= Page excerpt =
Awaab Ishak housing group seeks new £168,000-a-year boss after mould death scandal

A housing association who provided mouldy accommodation where toddler Awaab Ishak died due to exposure is looking for a new CEO - offering a £170,000 salary.

Rochdale Boroughwide Housing (RBH) was slammed following death of two-year-old Awaab, who lived in the Ilminster block on the Freehold estate in Rochdale.

His death was caused by prolonged exposure to mould at the family’s flat, a coroner found.

Horrific images from inside the property showed massive build-up of mould on ceilings and floors.

Awaab's parents, Aisha Aminin and Faisal Abdullah, had repeatedly told RBH that their home was dangerous before the tot died just days after his second birthday.

He was taken to Rochdale Urgent Care Centre on December 19 2020 with shortness of breath and transferred to Royal Oldham Hospital before being discharged.

Awaab deteriorated the next day and his parents were advised by the Community Children's Nursing Team to take him back to the Rochdale Urgent Care Centre, before he went into respiratory arrest and then cardiac arrest while being transferred.

Awaab family home was covered in thick, black mould (MEN Media)

= Work order 1 =
In the Awaab Ishak article, rewrite the paragraph beginning "Awaab deteriorated the next day" as a short bulleted list that keeps its main facts.
= Work order 2 =
Using only the Awaab Ishak article, say whether each statement agrees with it. Answer yes or no, and quote the deciding words.
(a) A coroner found that prolonged exposure to mould in the family's flat caused Awaab's death.
(b) On December 19 2020, Awaab was first taken to Royal Oldham Hospital.
(c) Awaab lived in the Ilminster block on the Freehold estate in Rochdale.
= Work order 3 =
Transcribe the Awaab Ishak article word for word, starting at "Rochdale Boroughwide Housing" and continuing down to "while being transferred.".

= Information provided =
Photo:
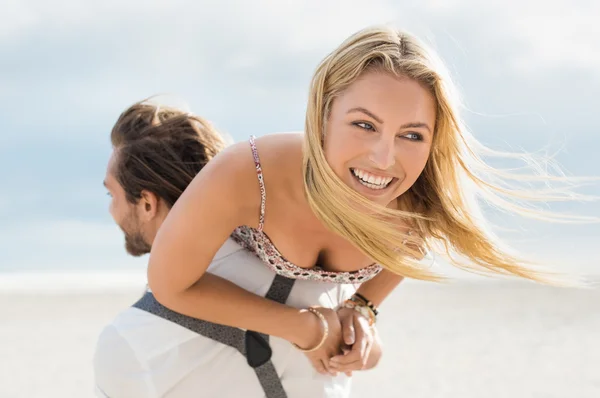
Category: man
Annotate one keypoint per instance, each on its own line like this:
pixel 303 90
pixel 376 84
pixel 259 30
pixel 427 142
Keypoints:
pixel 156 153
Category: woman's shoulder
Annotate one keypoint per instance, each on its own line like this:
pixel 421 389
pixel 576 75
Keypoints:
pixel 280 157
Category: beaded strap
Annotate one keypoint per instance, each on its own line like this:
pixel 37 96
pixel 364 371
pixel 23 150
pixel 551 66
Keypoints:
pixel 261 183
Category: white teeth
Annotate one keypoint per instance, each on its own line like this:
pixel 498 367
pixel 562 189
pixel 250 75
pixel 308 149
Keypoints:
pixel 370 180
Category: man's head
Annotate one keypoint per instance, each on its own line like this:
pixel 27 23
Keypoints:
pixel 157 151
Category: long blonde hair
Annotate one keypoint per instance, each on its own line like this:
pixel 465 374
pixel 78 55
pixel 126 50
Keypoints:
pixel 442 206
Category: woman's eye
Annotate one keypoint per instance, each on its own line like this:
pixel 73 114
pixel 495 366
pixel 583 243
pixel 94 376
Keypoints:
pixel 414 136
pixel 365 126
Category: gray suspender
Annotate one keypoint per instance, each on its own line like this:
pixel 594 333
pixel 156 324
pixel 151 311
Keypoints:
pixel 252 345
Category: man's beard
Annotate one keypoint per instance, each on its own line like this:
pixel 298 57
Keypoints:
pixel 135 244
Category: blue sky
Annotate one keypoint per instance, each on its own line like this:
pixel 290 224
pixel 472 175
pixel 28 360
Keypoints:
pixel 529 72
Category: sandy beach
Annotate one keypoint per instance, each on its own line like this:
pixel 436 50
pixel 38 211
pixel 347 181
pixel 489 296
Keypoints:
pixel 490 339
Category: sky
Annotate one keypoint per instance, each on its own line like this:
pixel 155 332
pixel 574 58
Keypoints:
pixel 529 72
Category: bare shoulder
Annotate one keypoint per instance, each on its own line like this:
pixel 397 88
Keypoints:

= Result 1 =
- Awaab's condition worsened the next day.
- The Community Children's Nursing Team advised his parents to take him back to the Rochdale Urgent Care Centre.
- While he was being transferred, he went into respiratory arrest and then cardiac arrest.

= Result 2 =
(a) Yes: "His death was caused by prolonged exposure to mould at the family’s flat, a coroner found."
(b) No: "He was taken to Rochdale Urgent Care Centre on December 19 2020 with shortness of breath and transferred to Royal Oldham Hospital before being discharged."
(c) Yes: "who lived in the Ilminster block on the Freehold estate in Rochdale"

= Result 3 =
Rochdale Boroughwide Housing (RBH) was slammed following death of two-year-old Awaab, who lived in the Ilminster block on the Freehold estate in Rochdale.

His death was caused by prolonged exposure to mould at the family’s flat, a coroner found.

Horrific images from inside the property showed massive build-up of mould on ceilings and floors.

Awaab's parents, Aisha Aminin and Faisal Abdullah, had repeatedly told RBH that their home was dangerous before the tot died just days after his second birthday.

He was taken to Rochdale Urgent Care Centre on December 19 2020 with shortness of breath and transferred to Royal Oldham Hospital before being discharged.

Awaab deteriorated the next day and his parents were advised by the Community Children's Nursing Team to take him back to the Rochdale Urgent Care Centre, before he went into respiratory arrest and then cardiac arrest while being transferred.